**Data section**
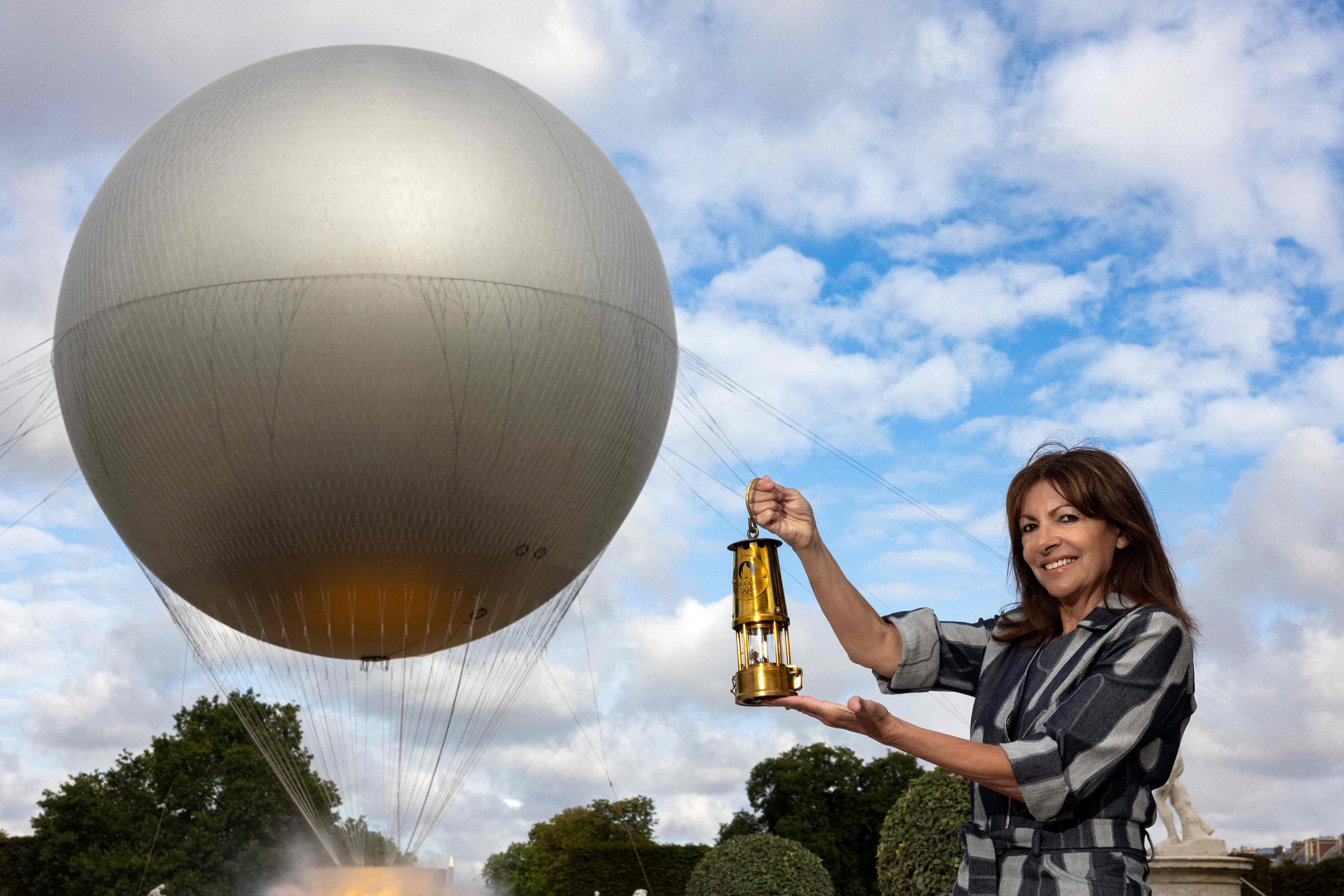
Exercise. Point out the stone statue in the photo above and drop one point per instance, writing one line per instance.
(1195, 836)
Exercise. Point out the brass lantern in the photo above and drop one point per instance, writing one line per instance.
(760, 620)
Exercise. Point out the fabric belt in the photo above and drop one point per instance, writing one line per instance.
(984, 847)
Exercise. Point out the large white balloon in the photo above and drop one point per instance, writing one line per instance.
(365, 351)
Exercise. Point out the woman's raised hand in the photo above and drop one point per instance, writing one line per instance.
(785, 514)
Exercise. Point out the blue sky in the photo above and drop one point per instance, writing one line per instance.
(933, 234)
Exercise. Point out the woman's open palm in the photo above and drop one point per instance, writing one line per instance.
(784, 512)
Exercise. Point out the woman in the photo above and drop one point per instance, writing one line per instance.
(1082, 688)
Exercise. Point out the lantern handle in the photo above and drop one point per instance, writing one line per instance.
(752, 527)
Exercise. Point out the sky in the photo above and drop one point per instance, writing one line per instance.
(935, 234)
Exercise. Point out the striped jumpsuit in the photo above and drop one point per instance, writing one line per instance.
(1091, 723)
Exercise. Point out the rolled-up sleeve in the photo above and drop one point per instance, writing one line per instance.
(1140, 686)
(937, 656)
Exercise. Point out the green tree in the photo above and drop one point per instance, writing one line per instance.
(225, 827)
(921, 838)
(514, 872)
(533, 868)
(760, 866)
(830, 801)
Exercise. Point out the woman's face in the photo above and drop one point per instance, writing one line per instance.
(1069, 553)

**Brief**
Swap "open palm" for "upturned palm" in the records starting at the line containing "Exercise. Point out the woman's open" and ending at the line containing "(1082, 688)". Give back only those lines, with everything else left unchanged.

**Task response**
Exercise. Point out the woman's upturned palm in the photo above and drop one point per instance, writing one line per instance.
(784, 512)
Exercise. Point out the woman in the photo above and drop one point per instance, writing one line per instance.
(1082, 688)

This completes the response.